■ Data under study:
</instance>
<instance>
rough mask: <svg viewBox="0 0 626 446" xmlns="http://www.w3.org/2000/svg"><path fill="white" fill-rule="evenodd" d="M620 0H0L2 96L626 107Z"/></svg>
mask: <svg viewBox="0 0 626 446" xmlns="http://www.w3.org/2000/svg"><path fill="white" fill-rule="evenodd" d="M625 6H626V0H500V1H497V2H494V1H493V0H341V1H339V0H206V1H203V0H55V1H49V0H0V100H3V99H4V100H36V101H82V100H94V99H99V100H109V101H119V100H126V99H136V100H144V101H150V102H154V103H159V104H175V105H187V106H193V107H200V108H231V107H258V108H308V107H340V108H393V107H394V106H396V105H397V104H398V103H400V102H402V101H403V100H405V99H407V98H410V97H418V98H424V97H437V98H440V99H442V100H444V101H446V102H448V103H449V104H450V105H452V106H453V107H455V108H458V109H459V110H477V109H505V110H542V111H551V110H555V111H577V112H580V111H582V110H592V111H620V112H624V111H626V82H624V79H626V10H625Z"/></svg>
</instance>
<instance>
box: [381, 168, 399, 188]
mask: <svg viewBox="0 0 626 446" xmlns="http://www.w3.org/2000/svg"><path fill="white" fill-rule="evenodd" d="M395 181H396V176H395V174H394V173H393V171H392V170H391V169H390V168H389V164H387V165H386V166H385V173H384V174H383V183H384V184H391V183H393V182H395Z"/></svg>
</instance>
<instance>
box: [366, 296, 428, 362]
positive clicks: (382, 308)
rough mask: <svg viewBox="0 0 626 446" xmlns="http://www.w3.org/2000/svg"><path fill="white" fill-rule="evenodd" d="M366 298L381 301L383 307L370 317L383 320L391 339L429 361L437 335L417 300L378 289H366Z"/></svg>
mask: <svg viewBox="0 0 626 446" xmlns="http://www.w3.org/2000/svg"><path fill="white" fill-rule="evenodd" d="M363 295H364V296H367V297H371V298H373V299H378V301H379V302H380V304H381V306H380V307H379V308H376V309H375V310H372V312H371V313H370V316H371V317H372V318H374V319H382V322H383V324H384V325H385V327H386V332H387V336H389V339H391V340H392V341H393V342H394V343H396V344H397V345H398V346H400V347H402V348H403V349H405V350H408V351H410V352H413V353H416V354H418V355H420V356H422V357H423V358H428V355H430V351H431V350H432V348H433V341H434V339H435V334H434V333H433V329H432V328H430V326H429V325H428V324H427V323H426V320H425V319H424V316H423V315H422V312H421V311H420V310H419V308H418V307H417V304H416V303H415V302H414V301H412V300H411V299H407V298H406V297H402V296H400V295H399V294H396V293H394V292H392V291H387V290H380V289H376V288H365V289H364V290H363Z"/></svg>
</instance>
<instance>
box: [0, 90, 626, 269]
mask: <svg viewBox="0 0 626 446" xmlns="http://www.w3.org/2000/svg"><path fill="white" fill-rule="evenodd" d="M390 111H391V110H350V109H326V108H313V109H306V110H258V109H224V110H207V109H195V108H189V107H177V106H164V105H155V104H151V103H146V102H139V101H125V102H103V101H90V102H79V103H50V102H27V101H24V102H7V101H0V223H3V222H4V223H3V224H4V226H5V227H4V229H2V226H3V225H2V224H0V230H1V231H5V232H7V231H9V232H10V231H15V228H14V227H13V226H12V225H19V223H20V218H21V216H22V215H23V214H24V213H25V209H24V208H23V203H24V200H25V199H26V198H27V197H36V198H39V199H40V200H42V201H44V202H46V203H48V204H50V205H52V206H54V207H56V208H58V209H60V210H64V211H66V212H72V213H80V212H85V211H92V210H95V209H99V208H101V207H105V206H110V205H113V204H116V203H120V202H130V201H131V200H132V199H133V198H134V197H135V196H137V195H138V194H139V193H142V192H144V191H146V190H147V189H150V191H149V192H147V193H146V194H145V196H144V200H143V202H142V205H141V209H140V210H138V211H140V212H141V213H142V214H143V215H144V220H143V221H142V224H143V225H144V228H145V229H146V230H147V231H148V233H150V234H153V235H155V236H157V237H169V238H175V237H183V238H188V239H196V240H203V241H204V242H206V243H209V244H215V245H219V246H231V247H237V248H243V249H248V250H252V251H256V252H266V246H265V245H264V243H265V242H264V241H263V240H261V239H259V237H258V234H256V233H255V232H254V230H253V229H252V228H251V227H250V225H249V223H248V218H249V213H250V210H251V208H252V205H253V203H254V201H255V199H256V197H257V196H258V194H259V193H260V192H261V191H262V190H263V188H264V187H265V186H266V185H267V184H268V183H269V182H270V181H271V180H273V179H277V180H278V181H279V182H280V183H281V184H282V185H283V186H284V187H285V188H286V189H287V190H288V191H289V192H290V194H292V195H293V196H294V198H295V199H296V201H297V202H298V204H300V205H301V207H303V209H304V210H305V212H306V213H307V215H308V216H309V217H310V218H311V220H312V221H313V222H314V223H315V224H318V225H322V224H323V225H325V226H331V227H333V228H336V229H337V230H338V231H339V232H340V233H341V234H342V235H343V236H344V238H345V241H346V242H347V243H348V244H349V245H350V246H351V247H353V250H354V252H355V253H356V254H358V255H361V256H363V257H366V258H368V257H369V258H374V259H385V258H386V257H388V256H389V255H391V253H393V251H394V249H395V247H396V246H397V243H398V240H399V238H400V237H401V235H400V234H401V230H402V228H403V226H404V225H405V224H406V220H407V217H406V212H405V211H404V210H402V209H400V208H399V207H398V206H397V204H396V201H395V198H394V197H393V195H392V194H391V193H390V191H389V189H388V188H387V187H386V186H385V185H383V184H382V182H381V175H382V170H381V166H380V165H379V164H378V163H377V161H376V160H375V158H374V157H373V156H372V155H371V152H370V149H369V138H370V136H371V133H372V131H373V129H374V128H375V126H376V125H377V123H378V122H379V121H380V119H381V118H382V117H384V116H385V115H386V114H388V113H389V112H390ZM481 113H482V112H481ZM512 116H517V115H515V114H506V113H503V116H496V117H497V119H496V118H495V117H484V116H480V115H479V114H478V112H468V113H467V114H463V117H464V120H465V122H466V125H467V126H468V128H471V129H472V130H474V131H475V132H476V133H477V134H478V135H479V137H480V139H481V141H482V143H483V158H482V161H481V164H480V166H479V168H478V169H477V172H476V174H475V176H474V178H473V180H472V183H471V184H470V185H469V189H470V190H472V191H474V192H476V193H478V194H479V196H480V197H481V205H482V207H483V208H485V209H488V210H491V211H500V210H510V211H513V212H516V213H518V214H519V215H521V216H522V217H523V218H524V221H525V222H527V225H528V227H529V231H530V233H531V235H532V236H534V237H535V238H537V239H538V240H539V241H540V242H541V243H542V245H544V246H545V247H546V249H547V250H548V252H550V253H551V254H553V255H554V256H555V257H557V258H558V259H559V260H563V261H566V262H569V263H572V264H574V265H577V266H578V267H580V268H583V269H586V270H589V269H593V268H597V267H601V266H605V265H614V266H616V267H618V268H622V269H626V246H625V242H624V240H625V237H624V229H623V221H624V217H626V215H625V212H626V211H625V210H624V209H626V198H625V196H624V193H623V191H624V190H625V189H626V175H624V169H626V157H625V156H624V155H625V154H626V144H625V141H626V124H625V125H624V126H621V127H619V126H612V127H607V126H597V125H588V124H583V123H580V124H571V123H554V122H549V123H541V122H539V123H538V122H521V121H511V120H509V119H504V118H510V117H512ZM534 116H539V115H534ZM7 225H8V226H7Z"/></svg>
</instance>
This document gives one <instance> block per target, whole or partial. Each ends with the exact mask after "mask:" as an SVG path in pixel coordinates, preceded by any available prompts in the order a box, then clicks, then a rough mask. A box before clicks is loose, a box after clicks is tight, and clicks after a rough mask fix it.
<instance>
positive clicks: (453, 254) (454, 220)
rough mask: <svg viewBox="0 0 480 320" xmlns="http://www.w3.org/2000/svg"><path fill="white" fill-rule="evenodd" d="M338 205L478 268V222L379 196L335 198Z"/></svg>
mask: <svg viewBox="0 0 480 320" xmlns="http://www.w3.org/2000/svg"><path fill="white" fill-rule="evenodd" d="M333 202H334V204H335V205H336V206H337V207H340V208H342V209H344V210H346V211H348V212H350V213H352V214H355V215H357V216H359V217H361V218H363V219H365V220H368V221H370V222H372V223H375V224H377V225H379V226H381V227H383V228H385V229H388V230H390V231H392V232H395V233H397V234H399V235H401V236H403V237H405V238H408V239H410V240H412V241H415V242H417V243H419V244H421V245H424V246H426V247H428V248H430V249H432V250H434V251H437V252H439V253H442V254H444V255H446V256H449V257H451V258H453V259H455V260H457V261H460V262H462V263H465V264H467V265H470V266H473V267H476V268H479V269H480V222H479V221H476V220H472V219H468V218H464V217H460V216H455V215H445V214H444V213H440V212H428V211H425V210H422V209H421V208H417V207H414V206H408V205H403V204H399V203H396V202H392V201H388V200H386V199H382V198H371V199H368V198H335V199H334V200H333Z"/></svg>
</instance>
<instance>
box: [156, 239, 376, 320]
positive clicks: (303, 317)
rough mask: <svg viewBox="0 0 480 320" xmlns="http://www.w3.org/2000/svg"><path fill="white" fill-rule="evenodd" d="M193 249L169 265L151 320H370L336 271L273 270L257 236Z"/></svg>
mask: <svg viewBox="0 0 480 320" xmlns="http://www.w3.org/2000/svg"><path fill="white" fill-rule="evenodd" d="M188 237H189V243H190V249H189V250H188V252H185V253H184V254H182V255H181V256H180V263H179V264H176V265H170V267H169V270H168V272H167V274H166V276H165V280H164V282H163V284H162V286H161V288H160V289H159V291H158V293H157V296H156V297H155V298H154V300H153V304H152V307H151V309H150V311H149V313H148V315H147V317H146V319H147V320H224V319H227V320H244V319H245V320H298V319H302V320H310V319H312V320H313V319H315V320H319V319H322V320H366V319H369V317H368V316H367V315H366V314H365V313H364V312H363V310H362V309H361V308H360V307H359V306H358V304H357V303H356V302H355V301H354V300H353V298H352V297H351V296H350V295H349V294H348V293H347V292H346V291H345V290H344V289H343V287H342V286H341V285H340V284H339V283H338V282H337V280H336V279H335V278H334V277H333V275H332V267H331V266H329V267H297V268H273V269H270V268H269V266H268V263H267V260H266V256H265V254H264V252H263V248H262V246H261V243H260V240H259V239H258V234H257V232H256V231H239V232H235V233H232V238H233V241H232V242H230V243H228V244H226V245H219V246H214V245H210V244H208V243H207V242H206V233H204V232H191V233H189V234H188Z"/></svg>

■ Task objective:
Collect every line of the items above that contains the string "positive", matching case exactly.

■ Answer section:
positive clicks: (382, 308)
positive clicks: (453, 254) (454, 220)
positive clicks: (303, 317)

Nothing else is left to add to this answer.